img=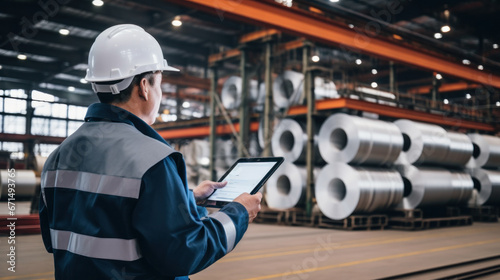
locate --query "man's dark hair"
[97,72,156,104]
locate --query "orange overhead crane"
[171,0,500,88]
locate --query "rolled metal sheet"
[221,76,259,109]
[271,119,322,163]
[318,113,403,165]
[397,165,473,209]
[315,162,404,220]
[468,133,500,167]
[273,70,304,108]
[265,161,307,210]
[394,120,450,165]
[471,168,500,206]
[444,131,473,166]
[0,169,37,200]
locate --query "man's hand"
[193,181,227,204]
[234,192,262,223]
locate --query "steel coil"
[444,131,473,166]
[471,168,500,205]
[394,120,450,164]
[273,71,304,108]
[221,76,259,109]
[318,113,403,165]
[265,161,307,210]
[0,169,37,200]
[397,165,473,209]
[315,162,404,220]
[271,119,321,163]
[468,133,500,167]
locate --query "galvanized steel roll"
[468,133,500,167]
[318,113,403,165]
[444,131,473,166]
[315,162,404,220]
[265,161,307,210]
[397,165,473,209]
[271,119,321,163]
[221,76,259,109]
[394,120,450,165]
[471,168,500,205]
[0,169,36,200]
[273,70,304,108]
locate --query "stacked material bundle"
[315,114,403,220]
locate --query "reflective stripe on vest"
[208,212,236,254]
[50,229,141,261]
[42,170,141,198]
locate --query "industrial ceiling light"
[92,0,104,7]
[441,25,451,33]
[172,16,182,27]
[59,28,69,36]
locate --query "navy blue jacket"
[40,104,248,280]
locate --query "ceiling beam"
[170,0,500,88]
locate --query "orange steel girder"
[172,0,500,88]
[288,98,495,131]
[157,122,259,139]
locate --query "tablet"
[203,157,283,208]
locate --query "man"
[40,24,262,280]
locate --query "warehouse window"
[68,121,83,136]
[68,105,87,120]
[49,120,66,137]
[3,116,26,134]
[4,98,27,114]
[35,144,58,157]
[31,118,50,135]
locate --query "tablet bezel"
[201,157,284,208]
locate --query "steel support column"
[302,44,315,215]
[238,48,250,157]
[209,66,218,181]
[262,41,274,157]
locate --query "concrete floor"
[0,223,500,280]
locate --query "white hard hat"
[85,24,179,94]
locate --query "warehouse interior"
[0,0,500,280]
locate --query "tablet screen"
[208,162,276,202]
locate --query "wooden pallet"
[318,214,389,230]
[389,207,473,230]
[464,206,500,223]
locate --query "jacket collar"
[85,103,168,145]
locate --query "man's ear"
[138,78,149,101]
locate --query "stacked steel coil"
[318,113,403,165]
[221,76,259,109]
[265,162,307,210]
[271,119,321,163]
[315,162,404,220]
[397,165,474,209]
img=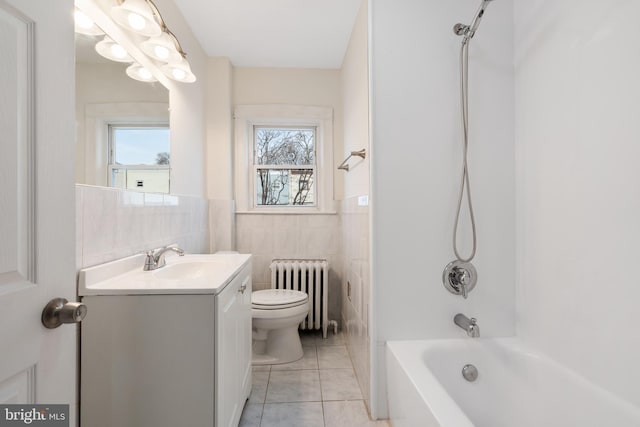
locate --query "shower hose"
[453,37,477,262]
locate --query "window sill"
[236,209,338,215]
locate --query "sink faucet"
[453,313,480,338]
[143,246,184,271]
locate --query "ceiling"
[174,0,361,69]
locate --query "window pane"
[111,126,169,165]
[111,168,170,193]
[256,169,315,206]
[255,127,315,165]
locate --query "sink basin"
[151,260,229,280]
[78,254,251,296]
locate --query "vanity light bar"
[76,0,196,83]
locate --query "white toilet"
[251,289,309,365]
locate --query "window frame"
[78,102,173,187]
[105,120,171,194]
[234,105,336,214]
[251,124,319,209]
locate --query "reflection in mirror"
[76,33,170,193]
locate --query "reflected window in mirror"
[108,124,171,193]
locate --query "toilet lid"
[251,289,307,310]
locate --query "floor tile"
[317,345,352,369]
[320,369,362,400]
[249,371,269,403]
[299,331,322,347]
[238,403,264,427]
[271,347,318,371]
[316,328,347,346]
[266,370,322,403]
[322,400,376,427]
[261,402,324,427]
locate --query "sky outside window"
[112,127,170,165]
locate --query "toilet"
[251,289,309,365]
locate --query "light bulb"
[74,10,93,30]
[111,43,127,58]
[127,12,147,31]
[171,68,187,80]
[138,68,153,80]
[153,46,169,59]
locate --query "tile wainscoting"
[76,184,209,269]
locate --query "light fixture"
[126,62,158,82]
[111,0,164,37]
[75,0,196,83]
[73,9,104,36]
[96,36,133,62]
[140,30,182,63]
[160,58,196,83]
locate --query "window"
[234,105,335,213]
[108,124,170,193]
[253,126,316,206]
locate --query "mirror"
[76,33,170,193]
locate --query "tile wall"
[76,185,209,269]
[340,196,371,412]
[235,214,342,320]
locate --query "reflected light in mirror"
[96,36,133,62]
[111,0,162,37]
[126,63,158,82]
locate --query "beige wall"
[155,0,207,197]
[233,68,343,200]
[335,0,371,199]
[336,0,371,416]
[232,68,343,320]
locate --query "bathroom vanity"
[78,254,251,427]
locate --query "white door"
[0,0,77,425]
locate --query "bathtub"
[386,338,640,427]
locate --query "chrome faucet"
[143,246,184,271]
[453,313,480,338]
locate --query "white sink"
[78,254,251,296]
[151,261,228,280]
-------------------------
#### INSTRUCTIONS FOR THE TASK:
Return every line of the material that contains the string "orange", treating uppercase and lowercase as distinct.

#### ANSWER TO THIS PROBLEM:
locate --query "orange overhead crane"
locate --query "orange steel girder"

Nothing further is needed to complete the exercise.